EXERCISE OBJECTIVE: Render every line of the items below as a Markdown table, skipping blank lines, with the columns Row (a running number) and Line (the line itself).

DATA:
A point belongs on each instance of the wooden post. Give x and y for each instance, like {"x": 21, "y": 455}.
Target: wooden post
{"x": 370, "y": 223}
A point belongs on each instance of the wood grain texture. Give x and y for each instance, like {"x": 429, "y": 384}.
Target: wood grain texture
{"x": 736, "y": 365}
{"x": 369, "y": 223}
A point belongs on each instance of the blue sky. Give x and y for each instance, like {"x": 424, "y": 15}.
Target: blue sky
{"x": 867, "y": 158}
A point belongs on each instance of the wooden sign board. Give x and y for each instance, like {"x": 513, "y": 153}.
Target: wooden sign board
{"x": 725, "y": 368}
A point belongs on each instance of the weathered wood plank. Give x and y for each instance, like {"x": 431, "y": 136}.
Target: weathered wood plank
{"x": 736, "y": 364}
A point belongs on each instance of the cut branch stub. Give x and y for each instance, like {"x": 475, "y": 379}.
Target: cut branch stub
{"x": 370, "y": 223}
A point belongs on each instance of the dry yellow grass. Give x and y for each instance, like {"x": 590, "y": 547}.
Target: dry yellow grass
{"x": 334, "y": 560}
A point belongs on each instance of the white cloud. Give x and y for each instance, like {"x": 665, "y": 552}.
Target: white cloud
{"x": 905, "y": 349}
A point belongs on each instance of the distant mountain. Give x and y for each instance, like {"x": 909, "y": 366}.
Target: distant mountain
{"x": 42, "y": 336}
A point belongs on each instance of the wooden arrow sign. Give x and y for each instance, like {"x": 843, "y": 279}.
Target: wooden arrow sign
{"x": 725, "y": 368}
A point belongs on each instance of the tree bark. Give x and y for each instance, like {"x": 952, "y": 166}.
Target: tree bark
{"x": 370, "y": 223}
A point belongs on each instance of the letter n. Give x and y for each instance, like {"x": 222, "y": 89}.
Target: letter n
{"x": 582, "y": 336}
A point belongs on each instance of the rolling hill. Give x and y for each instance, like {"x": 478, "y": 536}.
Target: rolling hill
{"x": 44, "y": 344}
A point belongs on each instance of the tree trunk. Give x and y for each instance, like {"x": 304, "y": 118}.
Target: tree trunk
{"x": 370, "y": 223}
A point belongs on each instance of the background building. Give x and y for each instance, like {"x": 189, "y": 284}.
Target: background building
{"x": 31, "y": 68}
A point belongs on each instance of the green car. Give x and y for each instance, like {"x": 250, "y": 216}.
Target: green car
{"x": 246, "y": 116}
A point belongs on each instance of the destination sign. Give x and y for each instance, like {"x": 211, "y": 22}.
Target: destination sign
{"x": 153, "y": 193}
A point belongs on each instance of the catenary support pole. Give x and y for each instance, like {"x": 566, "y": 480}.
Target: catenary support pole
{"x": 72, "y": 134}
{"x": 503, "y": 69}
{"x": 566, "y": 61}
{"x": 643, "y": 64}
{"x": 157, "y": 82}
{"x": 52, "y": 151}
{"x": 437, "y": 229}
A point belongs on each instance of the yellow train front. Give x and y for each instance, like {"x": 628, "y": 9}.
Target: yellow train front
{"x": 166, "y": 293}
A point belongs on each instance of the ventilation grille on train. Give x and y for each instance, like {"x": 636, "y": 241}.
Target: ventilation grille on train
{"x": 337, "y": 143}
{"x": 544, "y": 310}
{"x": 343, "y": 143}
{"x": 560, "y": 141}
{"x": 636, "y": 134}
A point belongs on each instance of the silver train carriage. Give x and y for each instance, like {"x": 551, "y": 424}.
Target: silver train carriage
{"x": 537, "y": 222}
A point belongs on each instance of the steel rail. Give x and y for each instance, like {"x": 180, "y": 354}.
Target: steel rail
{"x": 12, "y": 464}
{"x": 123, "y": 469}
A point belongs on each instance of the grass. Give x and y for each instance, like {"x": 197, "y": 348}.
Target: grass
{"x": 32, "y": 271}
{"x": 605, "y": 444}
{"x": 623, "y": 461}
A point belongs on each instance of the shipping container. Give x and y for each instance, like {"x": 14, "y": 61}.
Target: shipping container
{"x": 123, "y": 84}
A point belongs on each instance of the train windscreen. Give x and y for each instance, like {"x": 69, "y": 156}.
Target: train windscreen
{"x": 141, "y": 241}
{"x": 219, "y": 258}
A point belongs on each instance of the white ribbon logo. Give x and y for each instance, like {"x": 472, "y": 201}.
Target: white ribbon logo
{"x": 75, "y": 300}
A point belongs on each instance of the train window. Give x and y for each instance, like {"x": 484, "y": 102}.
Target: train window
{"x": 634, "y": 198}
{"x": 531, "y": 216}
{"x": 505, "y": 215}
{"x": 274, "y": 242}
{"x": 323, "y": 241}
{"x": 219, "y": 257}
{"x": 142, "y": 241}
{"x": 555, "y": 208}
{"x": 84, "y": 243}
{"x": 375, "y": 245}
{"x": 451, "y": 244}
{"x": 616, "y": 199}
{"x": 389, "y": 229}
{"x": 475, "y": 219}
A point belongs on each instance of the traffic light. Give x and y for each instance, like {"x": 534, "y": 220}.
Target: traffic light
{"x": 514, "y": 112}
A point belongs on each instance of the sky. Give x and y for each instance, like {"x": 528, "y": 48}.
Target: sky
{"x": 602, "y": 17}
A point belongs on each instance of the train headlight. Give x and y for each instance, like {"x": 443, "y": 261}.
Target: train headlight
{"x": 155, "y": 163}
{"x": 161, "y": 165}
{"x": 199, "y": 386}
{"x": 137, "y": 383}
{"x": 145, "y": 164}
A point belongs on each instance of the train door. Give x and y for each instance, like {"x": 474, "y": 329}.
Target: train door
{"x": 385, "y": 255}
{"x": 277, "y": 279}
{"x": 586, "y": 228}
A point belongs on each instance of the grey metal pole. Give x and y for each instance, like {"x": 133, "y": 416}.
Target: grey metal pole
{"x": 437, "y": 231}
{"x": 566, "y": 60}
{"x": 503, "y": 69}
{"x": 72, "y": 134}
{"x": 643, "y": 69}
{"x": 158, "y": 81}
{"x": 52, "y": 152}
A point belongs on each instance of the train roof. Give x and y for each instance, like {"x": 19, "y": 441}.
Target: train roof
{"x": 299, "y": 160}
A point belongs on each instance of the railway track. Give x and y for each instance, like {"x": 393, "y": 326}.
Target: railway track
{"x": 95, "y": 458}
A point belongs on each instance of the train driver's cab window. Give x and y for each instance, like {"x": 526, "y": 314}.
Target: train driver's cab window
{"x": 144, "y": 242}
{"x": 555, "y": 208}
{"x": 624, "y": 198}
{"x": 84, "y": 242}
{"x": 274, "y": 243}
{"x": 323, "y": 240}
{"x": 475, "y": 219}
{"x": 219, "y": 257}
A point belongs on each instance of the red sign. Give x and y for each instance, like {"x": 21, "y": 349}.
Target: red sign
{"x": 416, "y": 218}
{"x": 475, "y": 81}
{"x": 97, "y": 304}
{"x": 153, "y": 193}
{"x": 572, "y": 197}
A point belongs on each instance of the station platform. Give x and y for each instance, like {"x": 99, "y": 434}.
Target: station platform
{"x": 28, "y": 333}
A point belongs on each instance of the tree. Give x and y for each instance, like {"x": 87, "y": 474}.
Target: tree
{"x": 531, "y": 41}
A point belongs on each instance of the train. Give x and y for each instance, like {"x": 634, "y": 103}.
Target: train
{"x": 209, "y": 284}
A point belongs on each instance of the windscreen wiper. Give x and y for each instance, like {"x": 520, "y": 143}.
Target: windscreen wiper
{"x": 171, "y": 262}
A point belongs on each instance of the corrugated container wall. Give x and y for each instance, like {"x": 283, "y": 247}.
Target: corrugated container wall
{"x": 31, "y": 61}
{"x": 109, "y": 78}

RESULT OF THIS TASK:
| Row | Line |
|---|---|
| 1 | A point belongs on each instance of the wooden post. Give x and y for each instance, like {"x": 21, "y": 455}. |
| 2 | Target: wooden post |
| 3 | {"x": 370, "y": 223} |
| 4 | A point belongs on each instance of the wood grain texture. Give x and y for each instance, like {"x": 429, "y": 384}. |
| 5 | Target: wood grain texture |
| 6 | {"x": 736, "y": 365} |
| 7 | {"x": 369, "y": 223} |
| 8 | A point belongs on each instance of the blue sky. Give x and y for each instance, like {"x": 424, "y": 15}. |
| 9 | Target: blue sky |
| 10 | {"x": 867, "y": 158} |
| 11 | A point belongs on each instance of the wooden sign board. Give x and y for each instance, like {"x": 513, "y": 153}. |
| 12 | Target: wooden sign board |
| 13 | {"x": 725, "y": 368} |
| 14 | A point belongs on each instance of the weathered wood plank. Give x and y for each instance, like {"x": 431, "y": 136}. |
| 15 | Target: weathered wood plank |
| 16 | {"x": 736, "y": 364} |
| 17 | A point belongs on each instance of the cut branch stub. Give x and y for each instance, like {"x": 475, "y": 379}. |
| 18 | Target: cut branch stub |
| 19 | {"x": 370, "y": 223} |
| 20 | A point belongs on each instance of the dry yellow grass. Give x and y for each instance, like {"x": 590, "y": 547}. |
| 21 | Target: dry yellow grass |
| 22 | {"x": 334, "y": 560} |
| 23 | A point belongs on each instance of the white cloud. Give x and y for each instance, like {"x": 665, "y": 552}. |
| 24 | Target: white cloud |
| 25 | {"x": 905, "y": 349} |
| 26 | A point belongs on each instance of the distant mountain. Give x and y for each instance, like {"x": 909, "y": 366}. |
| 27 | Target: distant mountain |
| 28 | {"x": 42, "y": 336} |
| 29 | A point belongs on each instance of the wooden arrow sign. Give x and y for each instance, like {"x": 843, "y": 279}. |
| 30 | Target: wooden arrow sign |
| 31 | {"x": 725, "y": 368} |
| 32 | A point belongs on each instance of the tree bark. Give x and y for each instance, like {"x": 952, "y": 166}. |
| 33 | Target: tree bark |
| 34 | {"x": 370, "y": 223} |
| 35 | A point belongs on each instance of the letter n. Give x and y for each instance, like {"x": 222, "y": 89}. |
| 36 | Target: letter n |
| 37 | {"x": 582, "y": 336} |
| 38 | A point belongs on each instance of the rolling hill. Give x and y for each instance, like {"x": 478, "y": 536}. |
| 39 | Target: rolling hill |
| 40 | {"x": 44, "y": 344} |
| 41 | A point belongs on each instance of the tree trunk. Give x and y for each instance, like {"x": 304, "y": 118}. |
| 42 | Target: tree trunk |
| 43 | {"x": 370, "y": 223} |
| 44 | A point belongs on each instance of the background building. Give x and y for each instance, like {"x": 189, "y": 284}. |
| 45 | Target: background building |
| 46 | {"x": 31, "y": 68} |
| 47 | A point belongs on each instance of the green car. Give x and y for each instance, like {"x": 250, "y": 216}. |
| 48 | Target: green car |
| 49 | {"x": 246, "y": 116} |
| 50 | A point belongs on each instance of the destination sign. Give x and y for each instance, like {"x": 211, "y": 22}. |
| 51 | Target: destination sign |
| 52 | {"x": 153, "y": 193} |
| 53 | A point belongs on each instance of the catenary support pole. Give x and y for each instance, like {"x": 566, "y": 480}. |
| 54 | Target: catenary support pole |
| 55 | {"x": 72, "y": 134} |
| 56 | {"x": 503, "y": 69} |
| 57 | {"x": 566, "y": 61} |
| 58 | {"x": 643, "y": 64} |
| 59 | {"x": 157, "y": 82} |
| 60 | {"x": 52, "y": 151} |
| 61 | {"x": 437, "y": 229} |
| 62 | A point belongs on each instance of the yellow train front. Give x and y for each instance, like {"x": 628, "y": 9}. |
| 63 | Target: yellow train front |
| 64 | {"x": 166, "y": 293} |
| 65 | A point belongs on each instance of the ventilation grille on train. Give x and y for each instance, like {"x": 636, "y": 241}. |
| 66 | Target: ventilation grille on train |
| 67 | {"x": 337, "y": 143} |
| 68 | {"x": 544, "y": 310} |
| 69 | {"x": 343, "y": 143} |
| 70 | {"x": 560, "y": 141} |
| 71 | {"x": 636, "y": 134} |
| 72 | A point belongs on each instance of the silver train carriage. Give x and y for each instance, like {"x": 551, "y": 424}. |
| 73 | Target: silver train carriage |
| 74 | {"x": 537, "y": 222} |
| 75 | A point belongs on each instance of the steel rail. Give x and y for each instance, like {"x": 180, "y": 354}. |
| 76 | Target: steel rail |
| 77 | {"x": 12, "y": 464} |
| 78 | {"x": 123, "y": 469} |
| 79 | A point belongs on each instance of the grass. Give x and y for each instance, like {"x": 197, "y": 348}. |
| 80 | Target: grass |
| 81 | {"x": 32, "y": 271} |
| 82 | {"x": 605, "y": 444} |
| 83 | {"x": 623, "y": 461} |
| 84 | A point belongs on each instance of the shipping container. Give x and y for each instance, like {"x": 14, "y": 61}. |
| 85 | Target: shipping container |
| 86 | {"x": 123, "y": 84} |
| 87 | A point belongs on each instance of the train windscreen. Give x and y for each instance, like {"x": 69, "y": 156}. |
| 88 | Target: train windscreen |
| 89 | {"x": 141, "y": 241} |
| 90 | {"x": 219, "y": 258} |
| 91 | A point belongs on each instance of the white ribbon logo. Give x and y for each instance, like {"x": 472, "y": 201}. |
| 92 | Target: white ribbon logo |
| 93 | {"x": 75, "y": 300} |
| 94 | A point belongs on each instance of the train window. Give x and y for each instance, like {"x": 484, "y": 102}. |
| 95 | Target: train window |
| 96 | {"x": 634, "y": 198} |
| 97 | {"x": 531, "y": 216} |
| 98 | {"x": 505, "y": 215} |
| 99 | {"x": 274, "y": 242} |
| 100 | {"x": 323, "y": 241} |
| 101 | {"x": 219, "y": 257} |
| 102 | {"x": 142, "y": 241} |
| 103 | {"x": 555, "y": 208} |
| 104 | {"x": 84, "y": 243} |
| 105 | {"x": 375, "y": 245} |
| 106 | {"x": 451, "y": 244} |
| 107 | {"x": 616, "y": 199} |
| 108 | {"x": 389, "y": 229} |
| 109 | {"x": 475, "y": 219} |
| 110 | A point belongs on each instance of the traffic light. Give x and y for each instance, like {"x": 534, "y": 220}. |
| 111 | Target: traffic light |
| 112 | {"x": 514, "y": 112} |
| 113 | A point belongs on each instance of the sky. Give x and y for each instance, like {"x": 528, "y": 48}. |
| 114 | Target: sky |
| 115 | {"x": 602, "y": 17} |
| 116 | A point belongs on each instance of the train headlight. Give x and y for each instance, like {"x": 443, "y": 261}. |
| 117 | Target: train headlight |
| 118 | {"x": 155, "y": 163} |
| 119 | {"x": 161, "y": 165} |
| 120 | {"x": 199, "y": 386} |
| 121 | {"x": 137, "y": 383} |
| 122 | {"x": 145, "y": 164} |
| 123 | A point belongs on each instance of the train door. Give x and y for each instance, like {"x": 474, "y": 329}. |
| 124 | Target: train door |
| 125 | {"x": 385, "y": 255} |
| 126 | {"x": 277, "y": 279} |
| 127 | {"x": 586, "y": 228} |
| 128 | A point belongs on each instance of the grey metal pole. Give x and y for each instance, like {"x": 133, "y": 416}. |
| 129 | Target: grey metal pole |
| 130 | {"x": 437, "y": 231} |
| 131 | {"x": 566, "y": 60} |
| 132 | {"x": 503, "y": 69} |
| 133 | {"x": 72, "y": 134} |
| 134 | {"x": 643, "y": 69} |
| 135 | {"x": 158, "y": 81} |
| 136 | {"x": 52, "y": 152} |
| 137 | A point belongs on each instance of the train roof. Give x and y for each instance, like {"x": 19, "y": 441}. |
| 138 | Target: train roof |
| 139 | {"x": 299, "y": 160} |
| 140 | A point belongs on each instance of the railway track. Give x and y for each instance, like {"x": 393, "y": 326}. |
| 141 | Target: railway track |
| 142 | {"x": 95, "y": 458} |
| 143 | A point belongs on each instance of the train driver's cab window. Give x and y for each instance, like {"x": 526, "y": 314}. |
| 144 | Target: train driver's cab window |
| 145 | {"x": 144, "y": 242} |
| 146 | {"x": 555, "y": 208} |
| 147 | {"x": 624, "y": 198} |
| 148 | {"x": 84, "y": 242} |
| 149 | {"x": 274, "y": 243} |
| 150 | {"x": 323, "y": 240} |
| 151 | {"x": 475, "y": 219} |
| 152 | {"x": 219, "y": 257} |
| 153 | A point belongs on each instance of the red sign. Give x and y for each instance, like {"x": 21, "y": 349}. |
| 154 | Target: red sign |
| 155 | {"x": 416, "y": 218} |
| 156 | {"x": 475, "y": 81} |
| 157 | {"x": 97, "y": 304} |
| 158 | {"x": 153, "y": 193} |
| 159 | {"x": 572, "y": 197} |
| 160 | A point belongs on each instance of the station platform. Give x and y for each instance, like {"x": 99, "y": 434}. |
| 161 | Target: station platform |
| 162 | {"x": 28, "y": 333} |
| 163 | A point belongs on each instance of the tree. Give x and y for each instance, like {"x": 87, "y": 474}. |
| 164 | Target: tree |
| 165 | {"x": 531, "y": 41} |
| 166 | A point belongs on each instance of the train. Give x and y for each instance, like {"x": 634, "y": 103}. |
| 167 | Target: train |
| 168 | {"x": 209, "y": 284} |
| 169 | A point belongs on each instance of the windscreen wiper. Give x and y for each instance, like {"x": 520, "y": 143}. |
| 170 | Target: windscreen wiper |
| 171 | {"x": 171, "y": 262} |
| 172 | A point belongs on each instance of the corrugated container wall. Give x and y for each instance, like {"x": 283, "y": 247}. |
| 173 | Target: corrugated container wall |
| 174 | {"x": 31, "y": 61} |
| 175 | {"x": 109, "y": 78} |